**Action item:** Please write out all of the data below exactly, without including the pictures.

**Point localization data:**

⁂

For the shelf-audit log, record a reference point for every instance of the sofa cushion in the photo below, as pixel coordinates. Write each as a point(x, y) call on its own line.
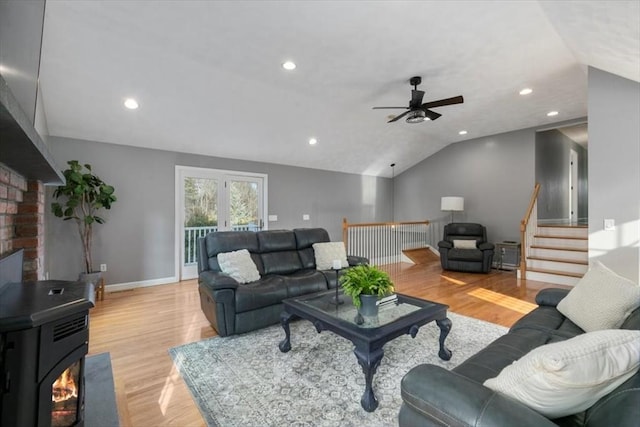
point(283, 262)
point(601, 300)
point(305, 238)
point(466, 254)
point(228, 241)
point(263, 293)
point(304, 282)
point(239, 265)
point(465, 244)
point(276, 240)
point(567, 377)
point(327, 252)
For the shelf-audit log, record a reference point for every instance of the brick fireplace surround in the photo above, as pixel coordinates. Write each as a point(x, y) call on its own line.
point(22, 220)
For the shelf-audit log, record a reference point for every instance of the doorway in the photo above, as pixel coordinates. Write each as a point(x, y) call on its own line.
point(214, 200)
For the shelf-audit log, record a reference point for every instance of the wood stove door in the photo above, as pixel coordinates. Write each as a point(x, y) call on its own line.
point(61, 394)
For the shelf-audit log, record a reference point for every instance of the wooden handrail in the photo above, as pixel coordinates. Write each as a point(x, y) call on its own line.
point(384, 241)
point(346, 225)
point(523, 230)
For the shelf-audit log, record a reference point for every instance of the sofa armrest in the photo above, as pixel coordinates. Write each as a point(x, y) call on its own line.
point(357, 260)
point(485, 246)
point(214, 280)
point(551, 296)
point(433, 395)
point(444, 244)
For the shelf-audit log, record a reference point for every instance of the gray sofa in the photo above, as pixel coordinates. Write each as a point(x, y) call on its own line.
point(434, 396)
point(286, 262)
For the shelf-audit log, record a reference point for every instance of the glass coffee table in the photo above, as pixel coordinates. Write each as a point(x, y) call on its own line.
point(404, 315)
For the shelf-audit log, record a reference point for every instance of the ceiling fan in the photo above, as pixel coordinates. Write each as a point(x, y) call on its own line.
point(419, 112)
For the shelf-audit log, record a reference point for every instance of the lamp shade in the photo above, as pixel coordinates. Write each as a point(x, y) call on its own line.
point(452, 204)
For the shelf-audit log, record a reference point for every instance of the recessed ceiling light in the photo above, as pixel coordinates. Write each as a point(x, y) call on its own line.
point(131, 103)
point(289, 65)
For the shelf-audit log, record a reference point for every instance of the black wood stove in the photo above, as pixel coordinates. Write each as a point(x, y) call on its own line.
point(44, 338)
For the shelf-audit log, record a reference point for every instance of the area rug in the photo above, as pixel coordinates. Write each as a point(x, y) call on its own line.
point(100, 409)
point(245, 380)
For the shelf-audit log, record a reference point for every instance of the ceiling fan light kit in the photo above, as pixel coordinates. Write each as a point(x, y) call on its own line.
point(417, 112)
point(417, 116)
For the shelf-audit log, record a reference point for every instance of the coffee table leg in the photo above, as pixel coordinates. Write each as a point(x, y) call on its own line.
point(285, 344)
point(369, 362)
point(445, 327)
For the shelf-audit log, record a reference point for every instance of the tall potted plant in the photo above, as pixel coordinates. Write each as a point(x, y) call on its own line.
point(365, 284)
point(81, 198)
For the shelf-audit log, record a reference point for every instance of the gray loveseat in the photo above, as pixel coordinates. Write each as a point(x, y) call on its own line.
point(286, 262)
point(434, 396)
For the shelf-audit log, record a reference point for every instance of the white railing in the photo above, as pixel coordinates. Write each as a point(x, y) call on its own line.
point(192, 234)
point(383, 243)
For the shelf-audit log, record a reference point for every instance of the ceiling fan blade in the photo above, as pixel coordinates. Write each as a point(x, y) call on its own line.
point(431, 115)
point(416, 98)
point(399, 117)
point(442, 102)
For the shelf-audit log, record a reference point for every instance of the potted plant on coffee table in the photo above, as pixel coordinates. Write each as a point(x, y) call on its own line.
point(365, 284)
point(82, 197)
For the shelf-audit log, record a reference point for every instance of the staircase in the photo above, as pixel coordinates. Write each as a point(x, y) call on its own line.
point(558, 254)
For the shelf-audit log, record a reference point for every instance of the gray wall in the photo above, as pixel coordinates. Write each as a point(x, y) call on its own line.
point(138, 240)
point(495, 175)
point(552, 166)
point(614, 175)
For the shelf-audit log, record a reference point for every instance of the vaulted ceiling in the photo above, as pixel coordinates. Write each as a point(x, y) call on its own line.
point(208, 78)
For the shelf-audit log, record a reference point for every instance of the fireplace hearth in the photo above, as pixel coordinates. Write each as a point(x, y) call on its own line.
point(44, 338)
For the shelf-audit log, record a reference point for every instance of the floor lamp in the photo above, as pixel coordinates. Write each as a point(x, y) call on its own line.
point(452, 204)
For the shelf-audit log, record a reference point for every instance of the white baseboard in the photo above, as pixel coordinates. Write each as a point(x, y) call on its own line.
point(142, 284)
point(434, 250)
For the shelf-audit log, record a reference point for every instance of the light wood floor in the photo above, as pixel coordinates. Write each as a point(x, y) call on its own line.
point(138, 327)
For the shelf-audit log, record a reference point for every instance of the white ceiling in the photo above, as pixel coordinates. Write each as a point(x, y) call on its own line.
point(208, 79)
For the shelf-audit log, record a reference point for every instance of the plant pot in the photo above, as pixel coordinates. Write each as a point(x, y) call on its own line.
point(93, 277)
point(369, 306)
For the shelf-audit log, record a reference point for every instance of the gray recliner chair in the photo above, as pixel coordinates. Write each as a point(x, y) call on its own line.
point(464, 247)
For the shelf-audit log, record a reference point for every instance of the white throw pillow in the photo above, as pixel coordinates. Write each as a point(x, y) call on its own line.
point(568, 377)
point(239, 265)
point(326, 252)
point(601, 299)
point(464, 244)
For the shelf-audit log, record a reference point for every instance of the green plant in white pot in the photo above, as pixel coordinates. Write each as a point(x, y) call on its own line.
point(82, 197)
point(366, 280)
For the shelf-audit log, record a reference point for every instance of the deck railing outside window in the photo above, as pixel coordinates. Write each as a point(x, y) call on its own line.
point(383, 243)
point(191, 235)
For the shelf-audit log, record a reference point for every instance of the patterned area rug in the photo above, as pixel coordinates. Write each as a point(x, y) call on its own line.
point(245, 380)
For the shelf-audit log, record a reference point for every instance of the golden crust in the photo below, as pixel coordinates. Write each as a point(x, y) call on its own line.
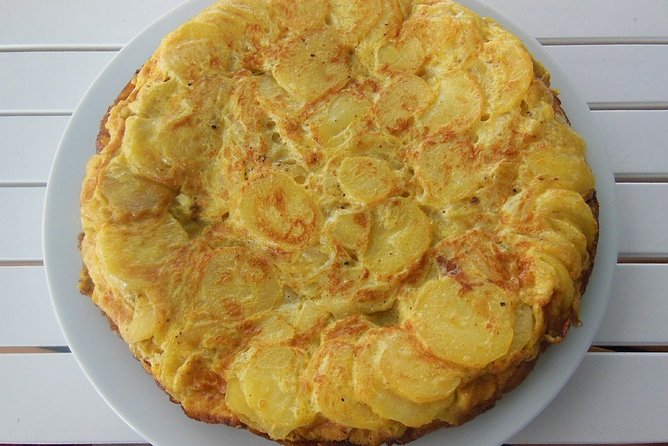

⁂

**Finished exercise:**
For the shelf-audit log, record a reference point for every instance of the sofa cushion in the photo below, as pixel coordinates. Write each as a point(x, y) call on its own line.
point(283, 262)
point(601, 300)
point(305, 238)
point(466, 254)
point(228, 241)
point(263, 293)
point(304, 282)
point(239, 265)
point(465, 244)
point(276, 240)
point(567, 377)
point(327, 252)
For the shelf-audit log, record a reference point for every instance of the brick fireplace surround in the photo above, as pixel coordinates. Write each as a point(x, y) call on its own line.
point(22, 220)
For the shelf-audit log, record a reference point for every instance of the doorway in the photo above, as pixel coordinates. Write each as a point(x, y) call on its own line.
point(214, 200)
For the shelf-audit log, record a reference point for every instance of the wood stove door in the photo above, as pixel coordinates. Write each as a point(x, y) call on its own line.
point(61, 394)
For the shelf-audit log, record a reference point for every instance of the wooden handrail in the photo above, as pixel coordinates. Write each as a point(x, y) call on its own line.
point(384, 241)
point(346, 225)
point(523, 230)
For the shelf-audit log, record a reference point for every instance of the sofa armrest in the photo above, as pixel coordinates. Write each as a point(x, y) call on its own line.
point(357, 260)
point(485, 246)
point(214, 280)
point(551, 296)
point(433, 395)
point(444, 244)
For the shelf-audit log, record a reference point for every instance of the gray sofa in the photo above, as pixel coordinates. Write each as a point(x, y) call on its own line.
point(434, 396)
point(286, 262)
For the shelf-audit log, record a reference point for every instance of the glass coffee table in the photo above, as pixel coordinates. Write each as a point(x, y) call on its own line.
point(404, 315)
For the shelf-audit log, record a reference point for every instance of the ceiling fan in the photo above, as pixel coordinates. Write each as a point(x, y) call on its own line.
point(419, 112)
For the shelf-audit log, record a reference point for every instance of the lamp shade in the photo above, as pixel coordinates. Write each as a point(x, y) call on its own line.
point(452, 204)
For the shelf-audit log, record a reference point for every instance of the recessed ceiling light in the photo above, as pixel coordinates. Write each as a point(x, y) call on its own line.
point(131, 103)
point(289, 65)
For the shelf-audit log, record a reference point for every instance of the black wood stove in the photo above, as pixel coordinates. Write each as a point(x, y) call on its own line.
point(44, 338)
For the shelf-audit log, record a reference point for every instance of the area rug in the photo above, as pixel coordinates. Write each as a point(x, y) call on its own line.
point(100, 409)
point(245, 380)
For the shelf-audit log, record a reference point for every instance of the ceiling fan light kit in the photo above, as pixel coordinates. Write each as a point(x, y) call on its own line.
point(417, 112)
point(417, 116)
For the shelf-audit log, record a reference point for every instance of the coffee table leg in the photo above, as pixel coordinates. Write each as a point(x, y) call on its own line.
point(285, 344)
point(369, 362)
point(445, 327)
For the shelf-audit log, record a reference point for every instance of the tall potted plant in the photo above, as pixel coordinates. Write each as a point(x, y) call on its own line.
point(365, 284)
point(81, 198)
For the shelf-audit log, record a reference point for every instance of the gray loveseat in the photo above, as pixel coordinates. Write each as a point(x, y) call on its own line.
point(286, 262)
point(434, 396)
For the shelf-audit log, record a reference point for every instance of the white railing in the photo above, as pixel coordinates. Write each as a point(x, y) call on its own line.
point(192, 234)
point(383, 243)
For the shelf-audit log, record a reference point for every instance of the ceiling fan blade in the photo above, as pixel coordinates. Write each as a point(x, y) call on its own line.
point(431, 115)
point(416, 98)
point(399, 117)
point(442, 102)
For the shelf-audit log, record a reference point for every instance of the potted plant on coffee table in the photo above, as pixel coordinates. Write each as a point(x, y) call on its own line.
point(365, 284)
point(82, 197)
For the shelf-audit log, record a reference point for every instance of the staircase in the photo above, as pixel coordinates. Write each as a point(x, y) call on its own line.
point(558, 254)
For the shelf-audit log, record a reference point for every instance of the gray wall in the photo above, as pixel coordinates. Write each as a point(x, y) call on its own line.
point(138, 240)
point(495, 175)
point(552, 166)
point(614, 175)
For the shelf-audit log, record a reference point for every instance of the vaulted ceiling in the photo above, as pixel coordinates. Write each as a point(x, y) call on its own line.
point(208, 78)
For the shelf-audit log, record a reference point for every instance of the fireplace hearth in the photo above, as pixel coordinates. Write each as a point(x, y) call on its own line.
point(44, 338)
For the shelf-audit log, record a reference point for every instance of the floor lamp in the photo above, as pixel coordinates. Write each as a point(x, y) call on its own line.
point(452, 204)
For the shelf-audit log, record a reference point for every instance of the white baseboard in the photo above, as pixel coordinates. Write each as a point(x, y) call on its own line.
point(142, 284)
point(434, 250)
For the shelf-audit log, record a reference point for every instance of the light wood floor in the photo above, as pixel coordinates. Write each as a point(x, y) call on its own line.
point(138, 327)
For the shelf-audit log, record a reference point for every instance of the white ceiling in the photo above, as pixel coordinates. Write each as a point(x, y) call on its own line.
point(208, 79)
For the shelf-audit log, record a reference point for every instance of the plant pot in the photo above, as pixel coordinates. Write each as a point(x, y) call on its own line.
point(93, 277)
point(369, 306)
For the shelf-audit log, record a reference point for every instance of the gray recliner chair in the photo above, as pixel coordinates. Write each as a point(x, y) call on its own line.
point(464, 247)
For the shelf-audit log, record a reference point for every instance of the white throw pillow in the photo above, as pixel coordinates. Write each as a point(x, y) call on its own line.
point(568, 377)
point(239, 265)
point(326, 252)
point(601, 299)
point(464, 244)
For the shelf-audit log, record a reference point for every instance of the green plant in white pot in the photo above, as pixel coordinates. Write each as a point(x, y) call on its own line.
point(82, 197)
point(366, 280)
For the shelf-audit log, record a reference point for every instance of the deck railing outside window in the photo above, as pixel coordinates. Write each as a point(x, y) call on its own line.
point(383, 243)
point(191, 235)
For the shelf-audit log, record a reference point for every instance of the patterned area rug in the photo above, as pixel coordinates. Write each as a point(x, y) call on its own line.
point(245, 380)
For the shelf-audit log, record a reference point for every instance of the golden crust in the photo below, as pixel coordinates. Write each as a point(x, y) call on its own line.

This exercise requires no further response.